-------- DATA EXTRACT

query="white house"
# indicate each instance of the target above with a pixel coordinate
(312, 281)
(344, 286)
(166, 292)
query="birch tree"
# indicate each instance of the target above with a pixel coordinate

----------------

## EXERCISE PROMPT:
Could you restate every record above word for word?

## RESPONSE TO THIS TASK:
query="white house"
# indicate each instance of the target above with a pixel coordinate
(312, 281)
(344, 286)
(166, 292)
query="birch tree"
# indicate each instance of the target above with a pixel coordinate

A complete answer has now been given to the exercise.